→ Problem details
Produce a verbatim copy of the entries listed below.

→ Supplied material
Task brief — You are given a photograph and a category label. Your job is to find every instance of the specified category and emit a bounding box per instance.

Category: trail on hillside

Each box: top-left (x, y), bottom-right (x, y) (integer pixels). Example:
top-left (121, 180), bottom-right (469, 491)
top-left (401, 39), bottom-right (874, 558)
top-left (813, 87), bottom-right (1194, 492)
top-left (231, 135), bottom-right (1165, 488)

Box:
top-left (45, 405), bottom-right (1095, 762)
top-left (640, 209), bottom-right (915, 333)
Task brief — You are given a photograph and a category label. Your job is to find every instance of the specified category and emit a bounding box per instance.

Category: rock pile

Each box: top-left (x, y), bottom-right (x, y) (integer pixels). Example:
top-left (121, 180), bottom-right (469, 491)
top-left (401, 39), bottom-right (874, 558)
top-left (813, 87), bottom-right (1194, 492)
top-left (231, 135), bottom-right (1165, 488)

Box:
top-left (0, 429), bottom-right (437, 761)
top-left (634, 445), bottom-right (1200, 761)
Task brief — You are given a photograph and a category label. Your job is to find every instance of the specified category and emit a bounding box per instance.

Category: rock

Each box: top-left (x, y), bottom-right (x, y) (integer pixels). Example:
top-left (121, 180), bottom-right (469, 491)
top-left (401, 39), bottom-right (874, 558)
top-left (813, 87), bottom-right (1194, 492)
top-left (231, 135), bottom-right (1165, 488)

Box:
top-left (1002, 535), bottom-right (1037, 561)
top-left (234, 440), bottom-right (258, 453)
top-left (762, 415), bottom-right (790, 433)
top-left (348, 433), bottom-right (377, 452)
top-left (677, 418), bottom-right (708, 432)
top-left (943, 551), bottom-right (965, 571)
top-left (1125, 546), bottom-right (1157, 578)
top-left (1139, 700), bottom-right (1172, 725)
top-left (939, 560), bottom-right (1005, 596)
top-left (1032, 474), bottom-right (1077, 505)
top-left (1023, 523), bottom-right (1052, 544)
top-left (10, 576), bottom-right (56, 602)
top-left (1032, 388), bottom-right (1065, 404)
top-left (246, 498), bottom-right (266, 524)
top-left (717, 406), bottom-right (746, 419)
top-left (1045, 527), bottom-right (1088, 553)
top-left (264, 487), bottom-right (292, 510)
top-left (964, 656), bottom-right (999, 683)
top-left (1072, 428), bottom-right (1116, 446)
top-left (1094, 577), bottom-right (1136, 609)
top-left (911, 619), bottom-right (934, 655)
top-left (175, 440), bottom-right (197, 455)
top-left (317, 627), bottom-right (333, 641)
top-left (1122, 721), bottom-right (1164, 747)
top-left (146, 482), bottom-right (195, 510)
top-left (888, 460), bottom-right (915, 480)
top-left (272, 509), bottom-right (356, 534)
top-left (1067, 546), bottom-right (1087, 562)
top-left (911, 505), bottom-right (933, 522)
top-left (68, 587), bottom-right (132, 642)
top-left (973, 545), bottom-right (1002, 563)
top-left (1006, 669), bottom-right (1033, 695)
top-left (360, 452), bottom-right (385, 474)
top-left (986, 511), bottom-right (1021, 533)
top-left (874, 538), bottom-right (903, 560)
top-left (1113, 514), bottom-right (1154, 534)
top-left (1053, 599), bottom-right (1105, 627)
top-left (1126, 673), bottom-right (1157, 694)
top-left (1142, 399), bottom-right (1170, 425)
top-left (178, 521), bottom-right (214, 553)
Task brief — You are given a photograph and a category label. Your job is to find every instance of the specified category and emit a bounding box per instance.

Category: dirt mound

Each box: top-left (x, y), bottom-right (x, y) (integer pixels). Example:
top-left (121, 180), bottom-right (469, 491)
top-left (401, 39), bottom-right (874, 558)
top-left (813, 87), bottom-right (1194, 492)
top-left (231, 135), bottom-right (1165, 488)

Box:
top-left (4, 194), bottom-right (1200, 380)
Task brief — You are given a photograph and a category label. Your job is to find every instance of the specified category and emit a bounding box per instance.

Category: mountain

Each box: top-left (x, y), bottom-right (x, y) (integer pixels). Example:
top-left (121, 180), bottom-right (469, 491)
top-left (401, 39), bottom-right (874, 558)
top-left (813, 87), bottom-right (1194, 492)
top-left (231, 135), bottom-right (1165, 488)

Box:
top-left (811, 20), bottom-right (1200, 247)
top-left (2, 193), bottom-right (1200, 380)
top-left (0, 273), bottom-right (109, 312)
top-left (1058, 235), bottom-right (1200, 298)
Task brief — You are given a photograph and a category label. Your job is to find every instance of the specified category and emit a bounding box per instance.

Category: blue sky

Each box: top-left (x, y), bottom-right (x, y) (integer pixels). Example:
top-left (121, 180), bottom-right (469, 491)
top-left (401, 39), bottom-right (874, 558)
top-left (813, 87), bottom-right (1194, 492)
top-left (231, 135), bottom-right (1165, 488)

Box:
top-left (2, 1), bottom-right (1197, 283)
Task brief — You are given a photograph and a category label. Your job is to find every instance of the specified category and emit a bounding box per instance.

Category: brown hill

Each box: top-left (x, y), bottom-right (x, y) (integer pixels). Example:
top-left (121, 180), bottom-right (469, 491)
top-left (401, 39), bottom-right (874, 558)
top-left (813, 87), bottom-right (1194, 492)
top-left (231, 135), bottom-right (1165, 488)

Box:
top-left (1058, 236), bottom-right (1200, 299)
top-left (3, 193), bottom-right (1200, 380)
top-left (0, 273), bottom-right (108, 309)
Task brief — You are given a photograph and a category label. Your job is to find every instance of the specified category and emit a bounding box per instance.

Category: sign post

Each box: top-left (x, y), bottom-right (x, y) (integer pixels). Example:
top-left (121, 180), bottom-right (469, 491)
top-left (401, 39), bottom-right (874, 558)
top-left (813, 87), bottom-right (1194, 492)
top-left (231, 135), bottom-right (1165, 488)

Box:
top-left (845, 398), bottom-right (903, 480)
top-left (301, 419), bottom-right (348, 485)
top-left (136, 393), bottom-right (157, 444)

→ Response area
Task brief — You are given a photograph and a category label. Your job is to find every instance of the specified category and emit a bounding box per instance.

Category: trail on hillside

Each box: top-left (x, y), bottom-right (x, y) (integer pixels). Example:
top-left (121, 180), bottom-right (469, 491)
top-left (401, 39), bottom-right (874, 558)
top-left (813, 87), bottom-right (1194, 492)
top-left (231, 135), bottom-right (1165, 488)

Box:
top-left (45, 405), bottom-right (1095, 762)
top-left (640, 209), bottom-right (915, 333)
Task brief — You are given a photograph and a category label. Your job is to find every instance of the specified category and emit a bounding box per instance.

Category: rock pile

Each box: top-left (x, y), bottom-right (x, y) (integer pixels). Example:
top-left (121, 180), bottom-right (469, 491)
top-left (401, 39), bottom-right (874, 558)
top-left (813, 87), bottom-right (1194, 492)
top-left (231, 135), bottom-right (1165, 488)

Box:
top-left (0, 429), bottom-right (437, 761)
top-left (634, 445), bottom-right (1200, 761)
Task brief — You are given a photograph and a category label. Your job is to find every instance of the specified category and emit a bounding box per instance.

Category: rock

Each box: top-left (x, y), bottom-right (x, y) (integer pixels). Example:
top-left (121, 180), bottom-right (469, 491)
top-left (401, 39), bottom-right (874, 558)
top-left (813, 87), bottom-right (1194, 492)
top-left (231, 135), bottom-right (1165, 488)

Box:
top-left (1002, 535), bottom-right (1037, 561)
top-left (234, 440), bottom-right (258, 453)
top-left (762, 415), bottom-right (790, 433)
top-left (348, 433), bottom-right (377, 452)
top-left (677, 418), bottom-right (708, 432)
top-left (943, 551), bottom-right (965, 571)
top-left (1125, 546), bottom-right (1157, 578)
top-left (1139, 700), bottom-right (1172, 725)
top-left (939, 560), bottom-right (1005, 596)
top-left (1032, 474), bottom-right (1077, 505)
top-left (1023, 523), bottom-right (1052, 544)
top-left (10, 576), bottom-right (56, 602)
top-left (1032, 388), bottom-right (1065, 404)
top-left (246, 498), bottom-right (266, 524)
top-left (717, 406), bottom-right (746, 419)
top-left (1045, 527), bottom-right (1088, 553)
top-left (264, 487), bottom-right (292, 510)
top-left (964, 656), bottom-right (999, 683)
top-left (1072, 428), bottom-right (1116, 446)
top-left (1094, 577), bottom-right (1136, 609)
top-left (911, 619), bottom-right (934, 655)
top-left (175, 440), bottom-right (197, 455)
top-left (317, 627), bottom-right (333, 641)
top-left (1122, 721), bottom-right (1164, 747)
top-left (146, 482), bottom-right (195, 510)
top-left (888, 460), bottom-right (915, 480)
top-left (272, 509), bottom-right (356, 534)
top-left (1067, 546), bottom-right (1087, 562)
top-left (911, 505), bottom-right (933, 522)
top-left (68, 587), bottom-right (132, 642)
top-left (973, 545), bottom-right (1002, 563)
top-left (1006, 669), bottom-right (1033, 695)
top-left (360, 452), bottom-right (385, 474)
top-left (986, 511), bottom-right (1021, 533)
top-left (874, 538), bottom-right (903, 560)
top-left (1113, 514), bottom-right (1154, 534)
top-left (1053, 599), bottom-right (1105, 627)
top-left (1126, 673), bottom-right (1157, 694)
top-left (1142, 399), bottom-right (1170, 425)
top-left (178, 521), bottom-right (214, 553)
Task brief — You are given a photograph and a category label. Your job is to find every instance of the specified category and emit a bounding box per instance.

Category: dirt mound

Each box: top-left (x, y), bottom-right (x, y) (integer pixels). Example:
top-left (121, 180), bottom-right (469, 491)
top-left (401, 39), bottom-right (874, 558)
top-left (813, 87), bottom-right (1194, 492)
top-left (231, 135), bottom-right (1165, 488)

Box:
top-left (4, 194), bottom-right (1200, 380)
Task brief — You are given a photograph and a category label. Your job is to find every instance of the specified category and emit a bounding box per instance.

Category: mountain

Each box: top-left (x, y), bottom-right (x, y) (integer pixels). Example:
top-left (121, 180), bottom-right (469, 491)
top-left (401, 39), bottom-right (874, 558)
top-left (813, 87), bottom-right (1194, 492)
top-left (231, 135), bottom-right (1165, 488)

Box:
top-left (811, 20), bottom-right (1200, 247)
top-left (2, 193), bottom-right (1200, 380)
top-left (0, 273), bottom-right (109, 312)
top-left (1058, 235), bottom-right (1200, 298)
Task brief — You are given a photograph and a category label. Your job is to find every instance of the specified category and emit a bounding box per instance.

Category: blue sky

Each box: top-left (x, y), bottom-right (x, y) (integer pixels). Example:
top-left (121, 180), bottom-right (469, 491)
top-left (401, 39), bottom-right (874, 558)
top-left (813, 87), bottom-right (1194, 492)
top-left (231, 135), bottom-right (1165, 488)

Box:
top-left (2, 1), bottom-right (1197, 283)
Task brief — You are given a photograph and a category label. Your job is to find every instance of the specified category and emit a bounding box per instance.

Category: brown hill

Each box: top-left (x, y), bottom-right (x, y) (integer pixels). Example:
top-left (121, 180), bottom-right (469, 491)
top-left (401, 39), bottom-right (874, 558)
top-left (813, 87), bottom-right (1194, 492)
top-left (231, 135), bottom-right (1165, 488)

Box:
top-left (1058, 236), bottom-right (1200, 299)
top-left (3, 193), bottom-right (1200, 380)
top-left (0, 273), bottom-right (108, 309)
Task brief — You are given a photograph and a category label. Your job is to find every instance of the specified category and emit a bounding box per instance.

Category: sign post

Each box: top-left (x, y), bottom-right (x, y) (integer pixels). Example:
top-left (121, 180), bottom-right (469, 491)
top-left (401, 39), bottom-right (874, 558)
top-left (813, 87), bottom-right (1194, 492)
top-left (231, 135), bottom-right (1165, 488)

Box:
top-left (845, 398), bottom-right (903, 480)
top-left (301, 419), bottom-right (348, 485)
top-left (136, 393), bottom-right (157, 444)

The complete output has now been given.